====== Selected passage ======

Fast string functions [Computer Architecture]

Prev: VLIW pre-history
Next: what is CCIR-565

From: Tim McCaffrey on 14 Aug 2007 20:00

In article <gs29p4-k7n.ln1(a)osl016lin.hda.hydro.com>,
terje.mathisen(a)hda.hydro.com says...
>
>Piotr Wyderski wrote:
>> Terje Mathisen wrote:
>>
>>> They don't need anything like 256 comparators though:
>>
>> How is that possible? The documentation explicitely says
>> that every SIMD vector A item is compared with every
>> SIMD vector B item and then the results are merged
>
>I _really_ don't think that's what it means!
>
>In fact, I'm 99% positive this instruction does NOT entail any form of
>barrel shift/full crossbar to actually compare all bytes against all
bytes.
>
>What it does is simply (!) 16+16+16 (a[x] == 0, a[x] == b[x], a[x] <
>b[x]) parallel byte compares, with the immediate mask determining how
>these intermediate results should be used/combined.

The Intel manual really does say something different.

http://softwarecommunity.intel.com/UserFiles/en-us/File/Intel%20SSE4%20Pro
gramming%20Reference-v1.002.pdf

(sorry about the wrap).

>
>First the W bit enabled merging of pairs of initial results, trivial
>except for the (< less than) which has to combine the byte == and <
tests:
>
> xw[n] < xw[n] = (xb[2n+1] < yb[2n+1]) ||
> ((xb[2n+1] == yb[2n+1]) && (xb[2n] < yb[2n]));
>
>> accordingly. Since there are up to 16 entries in a vector,
>> it means that 256 byte-wide comparisons must be performed.
>> Complete unrolling in space requires 256 byte-wide comparators
>> (or 16 128-bit-wide, if you prefer), which is a considerable
>> piece of silicon. Complete unrolling in time requires just
>> one 128-bit comparator and 16 passes, which is SLOW.
>
>Forget about that, it simply cannot be the case.
>>
>>> What it does look like is an opcode that can only ever be used as part
>>> of library code, or in the form of specific canned operations that are
>>> output from a compiler.
>>
>> But if an instruction is slow, then it is useless (provided that
>> there is a faster replacement). I am pretty sure that a carefully
>> tuned variant of pcmpeqb + ptest will give you much faster
>> strlen()/strcmp()/memcmp() than pcmpestri. Another DAS/AAM?
>> No, thanks... :-)
>
>Assuming it works as I (now) expect, it should have latency comparable
>with a 64-bit SUB or CMP, i.e. 1 or 2 cycles.

====== Material shown ======

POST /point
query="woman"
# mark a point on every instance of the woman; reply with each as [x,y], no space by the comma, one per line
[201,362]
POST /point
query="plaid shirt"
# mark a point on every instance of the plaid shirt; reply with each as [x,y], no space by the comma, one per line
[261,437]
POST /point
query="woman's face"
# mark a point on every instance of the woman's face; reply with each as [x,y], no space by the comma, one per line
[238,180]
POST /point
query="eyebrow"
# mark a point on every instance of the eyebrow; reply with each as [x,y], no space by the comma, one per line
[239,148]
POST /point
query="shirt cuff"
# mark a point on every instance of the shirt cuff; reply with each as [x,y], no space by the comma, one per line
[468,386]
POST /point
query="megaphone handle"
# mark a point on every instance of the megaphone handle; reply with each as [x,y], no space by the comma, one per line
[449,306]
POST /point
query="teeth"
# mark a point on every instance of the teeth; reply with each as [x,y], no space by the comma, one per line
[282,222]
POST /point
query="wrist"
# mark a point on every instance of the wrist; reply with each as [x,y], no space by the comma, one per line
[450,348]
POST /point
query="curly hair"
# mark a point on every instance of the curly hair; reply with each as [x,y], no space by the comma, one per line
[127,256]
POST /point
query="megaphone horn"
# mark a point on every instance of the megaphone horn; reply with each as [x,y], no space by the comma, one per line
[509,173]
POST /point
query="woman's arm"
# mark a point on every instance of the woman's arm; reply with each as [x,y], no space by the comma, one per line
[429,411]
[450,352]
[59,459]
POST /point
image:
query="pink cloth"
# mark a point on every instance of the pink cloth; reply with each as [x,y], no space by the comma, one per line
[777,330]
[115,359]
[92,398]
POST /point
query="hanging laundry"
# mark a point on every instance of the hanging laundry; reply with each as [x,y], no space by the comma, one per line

======

● **Tasks and exercises**:
1) Reproduce verbatim the part of the fast string functions thread starting at "Prev: VLIW pre-history" and ending at "terje.mathisen(a)hda.hydro.com says...".
2) Name each C library function that the fast string functions thread mentions.

● **Written responses**:
1)
Prev: VLIW pre-history
Next: what is CCIR-565

From: Tim McCaffrey on 14 Aug 2007 20:00

In article <gs29p4-k7n.ln1(a)osl016lin.hda.hydro.com>,
terje.mathisen(a)hda.hydro.com says...

2) strlen(), strcmp(), memcmp()